Please answer these questions from the statement on clinical leadership in DHBs:
1. How many DHB Chairs received Mr Ryall's Letter of Expectations?
2. With whom must DHBs be able to compete on terms and conditions of employment?
3. Which three government priorities does Mr Powell list?

- Passage to read -

* * *

Health Minister’s Instructions To DHBs Tickety Boo
“Health Minister’s Instructions To DHBs On Clinical Leadership Are Absolutely Tickety Boo”
“Health
Minister Tony Ryall’s instructions to district health
boards requiring them to institute effective clinical
leadership are absolutely tickety boo, as Billy Connolly
might say,” said Mr Ian Powell, Executive Director of the
Association of Salaried Medical Specialists, today. Mr
Powell was commenting on Mr Ryall’s Letter of Expectations
to the Chairs of the 21 DHBs.
“He is requiring DHBs to foster a culture of effective clinical leadership because it is internationally recognised as a fundamentally driver for improved care. The Chairs of DHBs will be held to account for their performance in achieving this objective and they will also be required to directly hold to account their chief executives and senior management teams. Potentially, at the extreme end of things, failure to achieve effective clinical leadership might become a dismissible offence.”
“Achieving effective rather than tokenistic clinical leadership has long been a key objective of senior doctors and it is great to see the Minister giving this real grunt. DHBs have had uneven success in establishing genuine clinical leadership at all levels of their workings but overall they have fallen well short of what is needed. The opposite culture of top-down managerialism has been too prevalent and, as a result, destructive.”
“DHBs will also be required to improve staff retention rates. This is an excellent objective but a tough challenge. Achieving genuine clinical leadership in DHBs will help. But what will be absolutely critical is terms and conditions of employment that enable DHBs to compete effectively with Australia and with the private sector in New Zealand. Currently we simply can’t compete and our health system is suffering as a result.”
“Mr Ryall has put DHBs in a vice-like grip with his requirement that they deliver on the government’s priorities, such as increasing elective volumes, improving emergency departments and improving cancer treatment waiting times, but within budget. Genuine clinical leadership offers them a possible way out of this vice,” concluded Mr Powell.

* * *

- Record extracts -
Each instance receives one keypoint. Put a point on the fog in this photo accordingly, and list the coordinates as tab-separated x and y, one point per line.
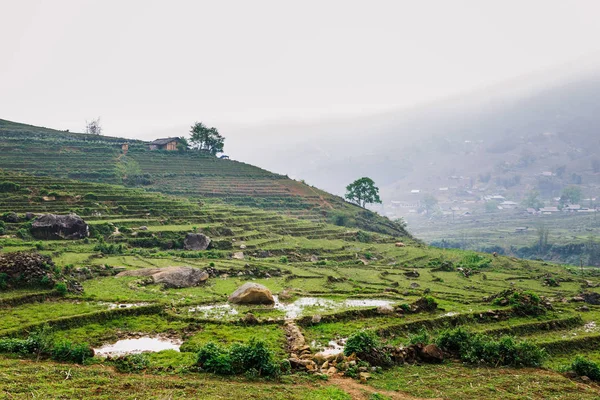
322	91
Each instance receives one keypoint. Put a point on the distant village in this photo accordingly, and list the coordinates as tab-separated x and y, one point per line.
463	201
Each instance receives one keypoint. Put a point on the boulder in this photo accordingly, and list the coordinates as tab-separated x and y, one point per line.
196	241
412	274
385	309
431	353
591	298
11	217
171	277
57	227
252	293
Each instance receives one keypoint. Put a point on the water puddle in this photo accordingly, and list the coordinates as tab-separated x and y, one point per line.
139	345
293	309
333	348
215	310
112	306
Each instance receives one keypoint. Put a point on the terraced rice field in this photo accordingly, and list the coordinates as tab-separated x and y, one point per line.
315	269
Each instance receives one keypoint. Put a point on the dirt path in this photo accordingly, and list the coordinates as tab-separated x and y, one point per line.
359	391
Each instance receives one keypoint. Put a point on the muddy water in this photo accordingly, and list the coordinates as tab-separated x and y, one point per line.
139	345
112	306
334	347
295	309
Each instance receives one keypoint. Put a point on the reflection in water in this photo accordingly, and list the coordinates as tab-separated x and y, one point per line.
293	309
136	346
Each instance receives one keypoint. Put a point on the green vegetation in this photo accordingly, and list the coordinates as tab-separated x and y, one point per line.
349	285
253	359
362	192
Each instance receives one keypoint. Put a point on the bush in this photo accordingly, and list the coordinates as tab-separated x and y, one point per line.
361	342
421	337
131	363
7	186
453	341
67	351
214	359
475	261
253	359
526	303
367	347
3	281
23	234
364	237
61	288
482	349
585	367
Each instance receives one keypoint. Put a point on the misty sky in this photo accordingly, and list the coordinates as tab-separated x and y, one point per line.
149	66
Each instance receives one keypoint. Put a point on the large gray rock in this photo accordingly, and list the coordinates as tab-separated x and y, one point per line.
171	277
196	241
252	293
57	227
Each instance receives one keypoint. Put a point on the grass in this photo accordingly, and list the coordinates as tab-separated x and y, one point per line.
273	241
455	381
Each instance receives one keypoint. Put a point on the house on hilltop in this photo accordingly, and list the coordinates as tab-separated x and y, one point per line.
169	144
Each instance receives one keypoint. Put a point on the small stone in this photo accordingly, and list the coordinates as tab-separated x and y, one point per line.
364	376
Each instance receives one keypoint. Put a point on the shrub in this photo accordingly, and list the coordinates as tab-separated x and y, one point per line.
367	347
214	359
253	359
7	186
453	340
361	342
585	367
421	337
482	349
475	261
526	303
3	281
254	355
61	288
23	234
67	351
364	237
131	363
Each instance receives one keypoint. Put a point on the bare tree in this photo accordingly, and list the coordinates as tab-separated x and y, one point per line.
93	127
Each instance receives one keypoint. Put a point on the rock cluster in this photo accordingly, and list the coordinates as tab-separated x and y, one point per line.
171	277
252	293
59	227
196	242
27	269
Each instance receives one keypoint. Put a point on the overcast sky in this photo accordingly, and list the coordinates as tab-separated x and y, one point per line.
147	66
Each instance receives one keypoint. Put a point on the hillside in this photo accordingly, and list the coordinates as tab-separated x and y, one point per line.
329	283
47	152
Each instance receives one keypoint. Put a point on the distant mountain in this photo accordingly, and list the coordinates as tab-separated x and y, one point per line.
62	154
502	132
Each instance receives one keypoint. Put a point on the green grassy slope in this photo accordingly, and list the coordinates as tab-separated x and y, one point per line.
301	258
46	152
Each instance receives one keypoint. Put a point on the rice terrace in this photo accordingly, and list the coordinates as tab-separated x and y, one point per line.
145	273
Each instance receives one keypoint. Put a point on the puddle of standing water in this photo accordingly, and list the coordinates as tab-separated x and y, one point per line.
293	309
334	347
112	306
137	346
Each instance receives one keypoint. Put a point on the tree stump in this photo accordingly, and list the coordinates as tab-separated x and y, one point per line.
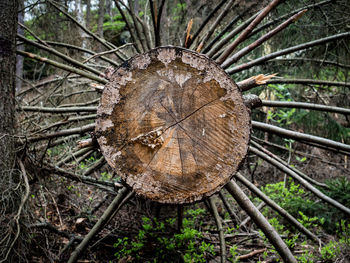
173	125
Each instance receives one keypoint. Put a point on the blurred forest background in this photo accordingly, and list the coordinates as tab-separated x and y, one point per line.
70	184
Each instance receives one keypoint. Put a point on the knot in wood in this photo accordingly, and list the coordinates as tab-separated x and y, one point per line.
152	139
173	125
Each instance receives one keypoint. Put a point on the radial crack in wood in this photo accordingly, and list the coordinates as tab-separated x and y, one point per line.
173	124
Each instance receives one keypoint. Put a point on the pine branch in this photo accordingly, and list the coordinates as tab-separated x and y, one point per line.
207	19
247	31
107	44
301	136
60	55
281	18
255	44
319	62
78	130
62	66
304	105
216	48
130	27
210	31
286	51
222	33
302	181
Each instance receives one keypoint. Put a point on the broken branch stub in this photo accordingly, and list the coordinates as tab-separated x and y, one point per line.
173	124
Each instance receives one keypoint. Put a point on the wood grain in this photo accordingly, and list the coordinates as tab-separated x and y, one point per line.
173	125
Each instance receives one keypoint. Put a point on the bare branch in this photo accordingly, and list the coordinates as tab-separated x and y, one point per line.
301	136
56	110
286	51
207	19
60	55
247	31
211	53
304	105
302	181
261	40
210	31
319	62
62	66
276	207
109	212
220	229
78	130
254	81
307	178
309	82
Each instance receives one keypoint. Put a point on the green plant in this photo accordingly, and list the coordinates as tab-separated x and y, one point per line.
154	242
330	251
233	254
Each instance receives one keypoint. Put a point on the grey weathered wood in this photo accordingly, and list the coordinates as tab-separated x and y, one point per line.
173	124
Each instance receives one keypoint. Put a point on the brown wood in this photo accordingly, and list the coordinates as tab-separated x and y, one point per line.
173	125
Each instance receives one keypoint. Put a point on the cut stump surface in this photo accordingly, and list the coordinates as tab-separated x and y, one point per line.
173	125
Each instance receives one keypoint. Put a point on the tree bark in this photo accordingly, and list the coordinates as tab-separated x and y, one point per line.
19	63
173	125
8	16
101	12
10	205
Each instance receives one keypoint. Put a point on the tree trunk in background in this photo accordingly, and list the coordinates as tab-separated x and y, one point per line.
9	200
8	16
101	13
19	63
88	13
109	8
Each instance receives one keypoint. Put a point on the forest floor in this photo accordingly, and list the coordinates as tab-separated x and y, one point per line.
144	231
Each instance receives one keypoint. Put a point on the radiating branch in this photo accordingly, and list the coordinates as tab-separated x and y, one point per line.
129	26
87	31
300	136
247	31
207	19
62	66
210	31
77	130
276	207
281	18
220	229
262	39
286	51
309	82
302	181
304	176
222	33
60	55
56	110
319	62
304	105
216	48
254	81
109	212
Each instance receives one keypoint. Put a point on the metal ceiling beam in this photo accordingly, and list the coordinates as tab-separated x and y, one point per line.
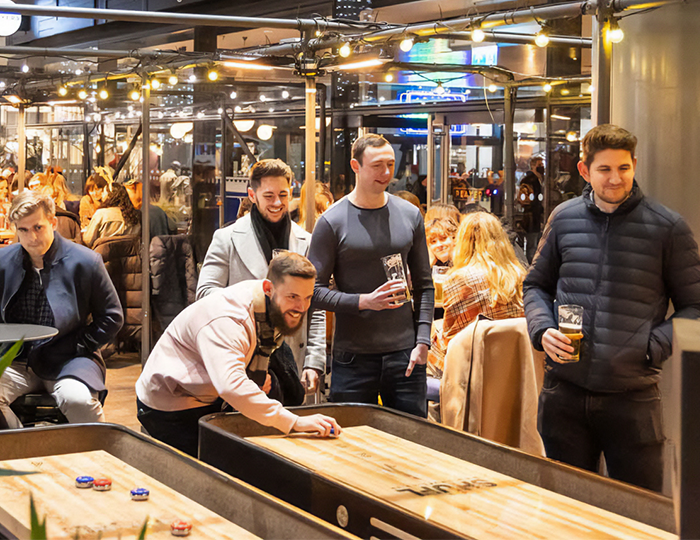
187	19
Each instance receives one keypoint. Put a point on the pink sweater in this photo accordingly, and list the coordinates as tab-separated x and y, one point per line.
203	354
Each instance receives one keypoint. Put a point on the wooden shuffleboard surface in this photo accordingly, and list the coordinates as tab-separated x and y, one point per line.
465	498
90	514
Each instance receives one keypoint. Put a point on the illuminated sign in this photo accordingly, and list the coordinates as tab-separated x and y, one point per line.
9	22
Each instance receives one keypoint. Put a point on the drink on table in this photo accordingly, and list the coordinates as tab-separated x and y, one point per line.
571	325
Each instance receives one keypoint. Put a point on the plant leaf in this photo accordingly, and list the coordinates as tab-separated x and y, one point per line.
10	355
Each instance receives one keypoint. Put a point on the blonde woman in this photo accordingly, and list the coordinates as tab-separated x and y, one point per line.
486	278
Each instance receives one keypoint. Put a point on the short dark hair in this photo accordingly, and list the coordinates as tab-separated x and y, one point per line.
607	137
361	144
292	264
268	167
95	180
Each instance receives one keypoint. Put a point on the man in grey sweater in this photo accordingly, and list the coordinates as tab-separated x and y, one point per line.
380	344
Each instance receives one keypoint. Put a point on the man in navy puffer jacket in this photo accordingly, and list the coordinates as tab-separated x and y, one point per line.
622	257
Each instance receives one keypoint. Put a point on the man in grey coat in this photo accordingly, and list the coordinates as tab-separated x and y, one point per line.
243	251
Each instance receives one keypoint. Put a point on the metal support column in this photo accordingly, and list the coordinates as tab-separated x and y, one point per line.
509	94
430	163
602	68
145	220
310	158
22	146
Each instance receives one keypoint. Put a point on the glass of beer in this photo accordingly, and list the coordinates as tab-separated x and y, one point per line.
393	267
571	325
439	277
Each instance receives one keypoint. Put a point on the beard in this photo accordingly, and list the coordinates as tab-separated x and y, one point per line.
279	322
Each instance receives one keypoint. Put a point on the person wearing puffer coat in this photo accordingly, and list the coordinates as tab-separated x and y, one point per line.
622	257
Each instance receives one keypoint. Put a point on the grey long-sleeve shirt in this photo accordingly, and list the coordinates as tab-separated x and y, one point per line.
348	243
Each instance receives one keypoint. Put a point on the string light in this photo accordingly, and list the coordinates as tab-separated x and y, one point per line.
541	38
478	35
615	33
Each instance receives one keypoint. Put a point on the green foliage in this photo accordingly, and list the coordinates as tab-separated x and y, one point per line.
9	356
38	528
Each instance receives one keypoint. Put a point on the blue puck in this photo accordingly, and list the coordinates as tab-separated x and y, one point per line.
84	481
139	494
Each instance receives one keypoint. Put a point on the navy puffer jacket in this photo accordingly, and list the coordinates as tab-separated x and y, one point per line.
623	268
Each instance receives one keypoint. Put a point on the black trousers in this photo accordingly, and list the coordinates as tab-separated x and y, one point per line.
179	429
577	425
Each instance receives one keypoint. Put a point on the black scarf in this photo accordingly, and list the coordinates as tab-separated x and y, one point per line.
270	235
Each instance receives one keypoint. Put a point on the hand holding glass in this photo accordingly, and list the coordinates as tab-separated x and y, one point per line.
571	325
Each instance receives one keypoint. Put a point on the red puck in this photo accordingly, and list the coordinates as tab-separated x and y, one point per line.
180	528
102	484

* * *

- The completed task -
1. 21
2. Australia and the private sector in New Zealand
3. Increasing elective volumes, improving emergency departments and improving cancer treatment waiting times